Extend the Magic Dictionary problem statement below, continuing after its last line.

──────── Document extract ────────

676. Implement Magic Dictionary

1. Description

Design a data structure that is initialized with a list of different words. Provided a string, you should determine if you can change exactly one character in this string to match any word in the data structure.
Implement the MagicDictionary class:

• MagicDictionary() Initializes the object.
• void buildDict(String[] dictionary) Sets the data structure with an array of distinct strings dictionary.
• bool search(String searchWord) Returns true if you can change exactly one character in searchWord to match any string in the data structure, otherwise returns false.

2. Example

Example 1:
Input
[“MagicDictionary”, “buildDict”, “search”, “search”, “search”, “search”]
[[], [[“hello”, “leetcode”]], [“hello”], [“hhllo”], [“hell”], [“leetcoded”]]
Output
[null, null, false, true, false, false]

Explanation
MagicDictionary magicDictionary = new MagicDictionary();
magicDictionary.buildDict([“hello”, “leetcode”]);
magicDictionary.search(“hello”); // return False
magicDictionary.search(“hhllo”); // We can change the second ‘h’ to ‘e’ to match “hello” so we return True
magicDictionary.search(“hell”); // return False
magicDictionary.search(“leetcoded”); // return False

3. Constraints

• 1 <= dictionary.length <= 100
• 1 <= dictionary[i].length <= 100
• dictionary[i] consists of only lower-case English letters.

──────── Raw data ────────

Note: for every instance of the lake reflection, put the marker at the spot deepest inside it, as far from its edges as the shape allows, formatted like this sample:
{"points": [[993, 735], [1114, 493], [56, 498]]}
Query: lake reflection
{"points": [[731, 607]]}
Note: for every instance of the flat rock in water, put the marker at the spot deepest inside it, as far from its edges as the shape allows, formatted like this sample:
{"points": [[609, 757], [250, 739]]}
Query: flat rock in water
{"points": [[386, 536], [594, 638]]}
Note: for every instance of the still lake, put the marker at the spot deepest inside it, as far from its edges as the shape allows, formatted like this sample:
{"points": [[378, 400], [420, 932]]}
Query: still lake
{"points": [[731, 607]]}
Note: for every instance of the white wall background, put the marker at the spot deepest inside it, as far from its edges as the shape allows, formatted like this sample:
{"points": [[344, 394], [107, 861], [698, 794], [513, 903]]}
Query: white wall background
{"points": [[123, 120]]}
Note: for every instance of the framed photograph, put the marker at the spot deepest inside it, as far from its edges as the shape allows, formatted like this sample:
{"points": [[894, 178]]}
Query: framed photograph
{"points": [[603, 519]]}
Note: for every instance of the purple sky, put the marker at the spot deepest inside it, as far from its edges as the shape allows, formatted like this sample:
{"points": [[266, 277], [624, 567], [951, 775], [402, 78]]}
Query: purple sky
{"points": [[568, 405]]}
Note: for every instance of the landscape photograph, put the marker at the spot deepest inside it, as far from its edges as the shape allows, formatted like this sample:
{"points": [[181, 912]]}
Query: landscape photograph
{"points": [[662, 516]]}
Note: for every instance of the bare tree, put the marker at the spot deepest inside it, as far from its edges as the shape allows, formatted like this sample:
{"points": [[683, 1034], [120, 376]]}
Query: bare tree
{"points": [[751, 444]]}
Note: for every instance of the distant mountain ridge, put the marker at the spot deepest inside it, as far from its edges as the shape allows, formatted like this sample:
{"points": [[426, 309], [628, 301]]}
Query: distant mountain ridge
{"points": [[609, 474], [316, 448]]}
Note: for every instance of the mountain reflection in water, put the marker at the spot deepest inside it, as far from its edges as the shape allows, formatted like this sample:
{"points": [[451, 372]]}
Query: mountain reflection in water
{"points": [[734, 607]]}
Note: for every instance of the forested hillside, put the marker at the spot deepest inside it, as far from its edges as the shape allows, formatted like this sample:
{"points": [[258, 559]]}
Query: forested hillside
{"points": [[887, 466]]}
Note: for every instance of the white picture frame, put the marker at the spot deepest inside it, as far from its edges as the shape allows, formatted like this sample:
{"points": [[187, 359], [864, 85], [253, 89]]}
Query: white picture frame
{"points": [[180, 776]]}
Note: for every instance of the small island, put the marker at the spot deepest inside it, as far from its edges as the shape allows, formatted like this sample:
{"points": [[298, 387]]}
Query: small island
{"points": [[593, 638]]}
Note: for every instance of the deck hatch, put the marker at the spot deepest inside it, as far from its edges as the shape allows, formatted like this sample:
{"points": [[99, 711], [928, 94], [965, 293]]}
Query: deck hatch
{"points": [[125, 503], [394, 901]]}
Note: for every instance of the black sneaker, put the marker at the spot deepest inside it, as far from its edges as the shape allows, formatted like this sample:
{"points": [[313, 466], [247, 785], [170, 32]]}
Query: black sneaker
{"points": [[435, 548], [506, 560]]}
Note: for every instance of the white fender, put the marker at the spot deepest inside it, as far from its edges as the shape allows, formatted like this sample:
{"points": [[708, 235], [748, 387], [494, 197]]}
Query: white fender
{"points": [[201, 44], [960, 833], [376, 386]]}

────────

* _The result_
• All the strings in dictionary are distinct.
• 1 <= searchWord.length <= 100
• searchWord consists of only lower-case English letters.
• buildDict will be called only once before search.
• At most 100 calls will be made to search.

4. Solutions

My Accepted Solution

m = i_dictionary.size(), n is times of search, l is the number of strings with same length as search string
Build
Time complexity: O(m)
Space complexity: O(m)
Search
Time complexity: O(nl)
Space complexity: O(1)

class MagicDictionary {
private:
    map<int, vector<string>> stringsWithLength;

    int countDifferentChars(string& i_str1, string& i_str2) {
        // they have same length
        int result = 0;
        for (int i = 0; i < i_str1.size(); i++) {
            if (i_str1[i] != i_str2[i])
                result++;
        }

        return result;
    }

public:
    /** Initialize your data structure here. */
    MagicDictionary() {}

    void buildDict(vector<string> i_dictionary) {
        for (auto str : i_dictionary) {
            stringsWithLength[str.size()].push_back(str);
        }
    }

    bool search(string i_searchWord) {
        for (int i = 0; i < stringsWithLength[i_searchWord.size()].size(); i++) {
            if (countDifferentChars(stringsWithLength[i_searchWord.size()][i], i_searchWord) == 1)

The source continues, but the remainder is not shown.